→ Exercise description: Reproduced exactly, the lines from the start of the material through the line containing "# shape of each answer: point(625, 339)" should be the whole answer, with pictures excluded.

→ Material for this exercise:
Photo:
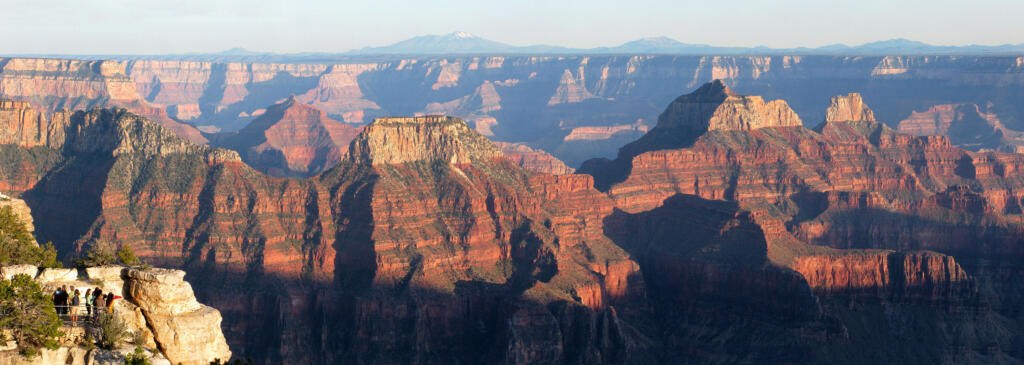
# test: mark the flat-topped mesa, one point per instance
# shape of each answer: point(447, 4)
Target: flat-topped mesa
point(401, 139)
point(849, 108)
point(715, 107)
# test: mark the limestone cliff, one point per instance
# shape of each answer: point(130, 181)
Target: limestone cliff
point(291, 138)
point(157, 302)
point(849, 206)
point(426, 219)
point(395, 140)
point(848, 108)
point(56, 85)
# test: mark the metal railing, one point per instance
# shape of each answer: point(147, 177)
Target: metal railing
point(79, 316)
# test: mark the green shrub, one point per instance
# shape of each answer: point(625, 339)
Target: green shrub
point(18, 246)
point(112, 330)
point(28, 313)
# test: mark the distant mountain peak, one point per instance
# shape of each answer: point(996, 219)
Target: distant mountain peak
point(401, 139)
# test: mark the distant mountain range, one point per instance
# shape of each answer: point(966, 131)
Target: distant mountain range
point(465, 43)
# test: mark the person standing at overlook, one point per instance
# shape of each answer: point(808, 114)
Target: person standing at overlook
point(89, 297)
point(100, 303)
point(75, 302)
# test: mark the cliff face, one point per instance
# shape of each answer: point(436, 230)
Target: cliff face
point(968, 126)
point(433, 236)
point(540, 100)
point(52, 86)
point(157, 302)
point(534, 160)
point(291, 138)
point(821, 196)
point(756, 241)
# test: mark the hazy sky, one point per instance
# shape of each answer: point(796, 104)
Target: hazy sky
point(103, 27)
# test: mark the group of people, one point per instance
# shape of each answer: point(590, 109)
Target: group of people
point(69, 302)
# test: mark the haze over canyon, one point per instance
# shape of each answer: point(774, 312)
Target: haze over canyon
point(557, 209)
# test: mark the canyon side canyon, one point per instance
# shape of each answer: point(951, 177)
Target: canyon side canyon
point(572, 107)
point(732, 209)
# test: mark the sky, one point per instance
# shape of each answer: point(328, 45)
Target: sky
point(154, 27)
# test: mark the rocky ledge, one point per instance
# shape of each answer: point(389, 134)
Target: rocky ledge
point(157, 302)
point(395, 140)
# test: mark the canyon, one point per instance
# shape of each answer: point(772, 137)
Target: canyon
point(573, 107)
point(726, 232)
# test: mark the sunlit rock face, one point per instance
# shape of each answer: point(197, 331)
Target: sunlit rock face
point(539, 100)
point(756, 240)
point(155, 303)
point(291, 138)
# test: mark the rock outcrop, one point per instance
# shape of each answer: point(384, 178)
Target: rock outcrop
point(57, 85)
point(159, 303)
point(739, 243)
point(426, 218)
point(396, 140)
point(849, 206)
point(849, 108)
point(186, 331)
point(19, 208)
point(969, 126)
point(291, 138)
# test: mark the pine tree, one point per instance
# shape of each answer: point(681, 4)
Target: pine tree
point(28, 313)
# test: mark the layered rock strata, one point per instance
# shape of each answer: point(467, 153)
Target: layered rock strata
point(156, 302)
point(291, 139)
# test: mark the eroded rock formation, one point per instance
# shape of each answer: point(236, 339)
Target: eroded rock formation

→ Your solution:
Photo:
# test: mark the flat-topped mesa, one point per instance
# shape of each answer: point(447, 4)
Target: flat-topped mesa
point(401, 139)
point(849, 108)
point(715, 107)
# test: mark the limestone cliff, one point per instance
# shape of each answer: point(130, 181)
Target: limestone cliff
point(291, 138)
point(157, 302)
point(849, 206)
point(426, 219)
point(395, 140)
point(848, 108)
point(56, 85)
# test: mark the metal railing, one point per instance
# shape of each answer: point(147, 177)
Target: metal railing
point(79, 316)
# test: mark the green shrub, one point per instance
# shape of each answer: point(625, 339)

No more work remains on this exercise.